- Born: April 15, 1952 Fort Dodge, Iowa, US
- Died: November 4, 2013 (aged 61) Santa Monica, California, US
- Known for: Research on gender and family relationships and time
- Title: Dorothy L. Meier Chair in Social Equities
- Spouse: Mark Browning
- Children: 3

Academic background
- Education: University of Michigan University of Notre Dame Creighton University

Academic work
- Institutions: University of California, Los Angeles

= Suzanne M. Bianchi =

American sociologist

Suzanne M. Bianchi (April 15, 1952, Fort Dodge, Iowa – November 4, 2013, Santa Monica, California) was an American sociologist. She was known for her work studying the evolving American family and gender roles.

==Personal life==
Suzanne M. Bianchi was born in Fort Dodge, Iowa to Rita and Pesho Bianchi. Her mother was a housewife and her father was a meat packing plant employee. Bianchi was the oldest of six children. She and her husband, Mark Browning, had three children.

==Education and career==
After graduating valedictorian from her high school, Bianchi was the first in her family to go to college and earned her B.A. in Sociology from Creighton University, her M.A. from University of Notre Dame, and her Ph.D. from the University of Michigan, Ann Arbor.

Bianchi began her career as a demographer for the U.S. Census Bureau, where she remained until 1994, rising to an assistant division chief position. In 1994, she joined the faculty at the University of Maryland, where she eventually chaired the university's sociology department and became the founding director of the Maryland Population Research Center. In 2000, she served as president of the Population Association of America.

In 2009, Bianchi moved to UCLA, where she was the first Dorothy L. Meier Chair in Social Equities. Among her main fields of study she focused on working mothers, researching and analyzing changes in American family life during the last decades.

==Death==
In July 2013, Bianchi was diagnosed with pancreatic cancer. She died on November 4, 2013.

> SOURCE MATERIAL
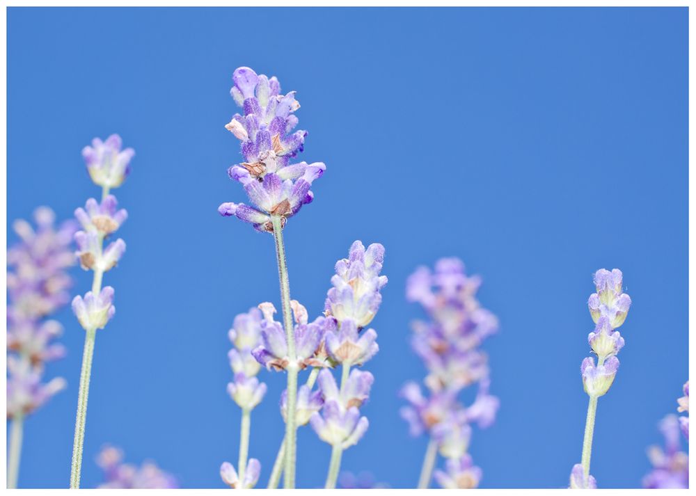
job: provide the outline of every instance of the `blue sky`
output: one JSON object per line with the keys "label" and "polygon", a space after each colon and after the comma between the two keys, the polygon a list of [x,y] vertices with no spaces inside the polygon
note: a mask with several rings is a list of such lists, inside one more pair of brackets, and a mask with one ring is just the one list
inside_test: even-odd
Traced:
{"label": "blue sky", "polygon": [[[105,282],[115,319],[97,337],[83,483],[106,442],[153,458],[184,487],[223,487],[239,411],[227,330],[279,307],[272,238],[216,211],[242,201],[223,126],[248,65],[297,90],[301,159],[326,163],[285,237],[293,298],[323,310],[351,243],[386,248],[373,321],[380,353],[367,434],[344,456],[413,487],[425,447],[398,415],[423,369],[409,347],[406,277],[442,256],[481,275],[500,320],[486,343],[496,423],[475,430],[482,487],[563,487],[587,408],[579,367],[597,269],[620,268],[633,304],[621,369],[599,401],[592,473],[640,486],[656,423],[688,374],[688,11],[686,8],[10,8],[8,215],[68,218],[99,194],[80,150],[118,132],[135,148],[116,190],[128,249]],[[15,238],[8,233],[10,241]],[[90,275],[76,269],[74,292]],[[27,421],[19,485],[67,487],[84,331],[58,315],[66,391]],[[265,483],[282,437],[283,377],[252,418]],[[330,447],[299,437],[298,482],[321,485]]]}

> WHAT THIS EXERCISE ASKS
**A)** Which institutions awarded Bianchi her degrees according to the Suzanne M. Bianchi biography, and which degree came from each?
**B)** Can you reproduce the stretch of the Suzanne M. Bianchi biography from "Academic work" through "and gender roles."?
**C)** Could you write what follows the final sentence of the Suzanne M. Bianchi biography?

> ANSWERS BY ITEM NUMBER
**A)**
- Creighton University: B.A. in Sociology
- University of Notre Dame: M.A.
- University of Michigan, Ann Arbor: Ph.D.

**B)**
Academic work
- Institutions: University of California, Los Angeles

= Suzanne M. Bianchi =

American sociologist

Suzanne M. Bianchi (April 15, 1952, Fort Dodge, Iowa – November 4, 2013, Santa Monica, California) was an American sociologist. She was known for her work studying the evolving American family and gender roles.

**C)**
==Major contributions==
Bianchi made many major contributions with her use of "time diaries." Her work encouraged the creation and use of the American Time Use Survey (ATUS) as well other international time use surveys.

Bianchi's academic work explored the shrinking gender gap and how women's careers affected households. Most of her studies focused on how parents, especially mothers, balance the demands of work and family. She researched women's employment, how husbands and wives divide housework and time with children, and how women take care of their children and parents.

Bianchi notably reported in her 2000 presidential address to the Population Association of America that 1990's working mothers spend similar amounts of time with their children as their 1960's stay-at-home counterparts, disproving the concept that maternal employment harms children.

She was also the co-author of seven books. One of her co-authors, Judith Selzer, said of her, "She always identified puzzles in the social world and tried to solve them by rigorous empirical studies." The book "Continuity and change in the American Family", co-written with Lynne Casper, was award-winning, as well as her book "Changing Rhythms of American Family Life" with Melissa Milkie and John P. Robinson.

==Sources==
"List of books by Suzanne M. Bianchi"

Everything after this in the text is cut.